● **What you will do**
Which of the lines below hold the word "white"? Pull each of them out.

● **Data for processing**
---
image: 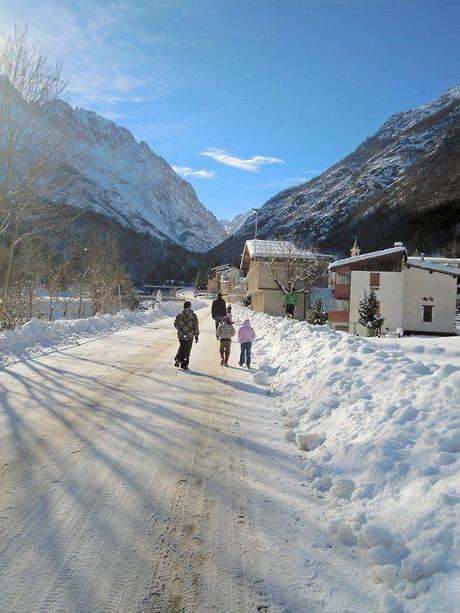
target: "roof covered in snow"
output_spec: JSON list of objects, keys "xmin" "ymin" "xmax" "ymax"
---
[
  {"xmin": 329, "ymin": 246, "xmax": 406, "ymax": 270},
  {"xmin": 407, "ymin": 256, "xmax": 460, "ymax": 268},
  {"xmin": 406, "ymin": 259, "xmax": 460, "ymax": 276},
  {"xmin": 244, "ymin": 239, "xmax": 333, "ymax": 261},
  {"xmin": 211, "ymin": 263, "xmax": 239, "ymax": 272}
]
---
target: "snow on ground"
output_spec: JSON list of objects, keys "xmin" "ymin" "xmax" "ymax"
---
[
  {"xmin": 0, "ymin": 299, "xmax": 207, "ymax": 369},
  {"xmin": 234, "ymin": 306, "xmax": 460, "ymax": 612}
]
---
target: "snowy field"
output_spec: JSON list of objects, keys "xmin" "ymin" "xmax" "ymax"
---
[
  {"xmin": 0, "ymin": 299, "xmax": 206, "ymax": 369},
  {"xmin": 234, "ymin": 306, "xmax": 460, "ymax": 612}
]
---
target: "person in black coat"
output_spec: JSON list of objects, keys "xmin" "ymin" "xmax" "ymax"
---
[{"xmin": 211, "ymin": 292, "xmax": 227, "ymax": 334}]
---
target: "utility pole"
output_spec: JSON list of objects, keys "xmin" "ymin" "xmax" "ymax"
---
[{"xmin": 251, "ymin": 207, "xmax": 259, "ymax": 260}]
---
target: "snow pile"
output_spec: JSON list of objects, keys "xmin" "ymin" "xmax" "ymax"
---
[
  {"xmin": 1, "ymin": 300, "xmax": 207, "ymax": 368},
  {"xmin": 235, "ymin": 306, "xmax": 460, "ymax": 611}
]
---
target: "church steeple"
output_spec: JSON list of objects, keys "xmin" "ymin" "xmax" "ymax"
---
[{"xmin": 351, "ymin": 237, "xmax": 360, "ymax": 257}]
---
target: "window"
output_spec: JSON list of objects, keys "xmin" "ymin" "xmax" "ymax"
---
[
  {"xmin": 422, "ymin": 305, "xmax": 433, "ymax": 323},
  {"xmin": 332, "ymin": 272, "xmax": 351, "ymax": 285},
  {"xmin": 370, "ymin": 272, "xmax": 380, "ymax": 288}
]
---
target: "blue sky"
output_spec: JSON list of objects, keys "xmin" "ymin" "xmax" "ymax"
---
[{"xmin": 1, "ymin": 0, "xmax": 459, "ymax": 220}]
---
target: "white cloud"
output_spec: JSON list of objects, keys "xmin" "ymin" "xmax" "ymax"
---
[
  {"xmin": 247, "ymin": 175, "xmax": 320, "ymax": 190},
  {"xmin": 172, "ymin": 166, "xmax": 216, "ymax": 179},
  {"xmin": 0, "ymin": 2, "xmax": 177, "ymax": 109},
  {"xmin": 201, "ymin": 148, "xmax": 284, "ymax": 172},
  {"xmin": 98, "ymin": 110, "xmax": 126, "ymax": 121}
]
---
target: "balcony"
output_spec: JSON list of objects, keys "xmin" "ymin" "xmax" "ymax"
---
[
  {"xmin": 328, "ymin": 310, "xmax": 350, "ymax": 323},
  {"xmin": 333, "ymin": 284, "xmax": 350, "ymax": 299}
]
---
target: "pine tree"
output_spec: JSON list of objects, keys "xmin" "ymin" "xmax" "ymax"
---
[
  {"xmin": 194, "ymin": 267, "xmax": 208, "ymax": 290},
  {"xmin": 305, "ymin": 297, "xmax": 328, "ymax": 325},
  {"xmin": 358, "ymin": 289, "xmax": 385, "ymax": 336}
]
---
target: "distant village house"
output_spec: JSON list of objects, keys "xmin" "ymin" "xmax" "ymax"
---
[{"xmin": 207, "ymin": 264, "xmax": 242, "ymax": 296}]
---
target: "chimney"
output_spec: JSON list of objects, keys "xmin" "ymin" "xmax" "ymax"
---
[{"xmin": 350, "ymin": 237, "xmax": 360, "ymax": 257}]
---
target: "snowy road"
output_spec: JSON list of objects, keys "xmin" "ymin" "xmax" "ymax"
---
[{"xmin": 0, "ymin": 309, "xmax": 377, "ymax": 612}]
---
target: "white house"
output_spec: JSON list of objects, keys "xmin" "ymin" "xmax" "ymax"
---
[
  {"xmin": 408, "ymin": 255, "xmax": 460, "ymax": 309},
  {"xmin": 328, "ymin": 241, "xmax": 460, "ymax": 335}
]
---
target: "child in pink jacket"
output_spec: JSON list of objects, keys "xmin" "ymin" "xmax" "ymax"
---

● **Output below**
target: "white cloud"
target: "white house"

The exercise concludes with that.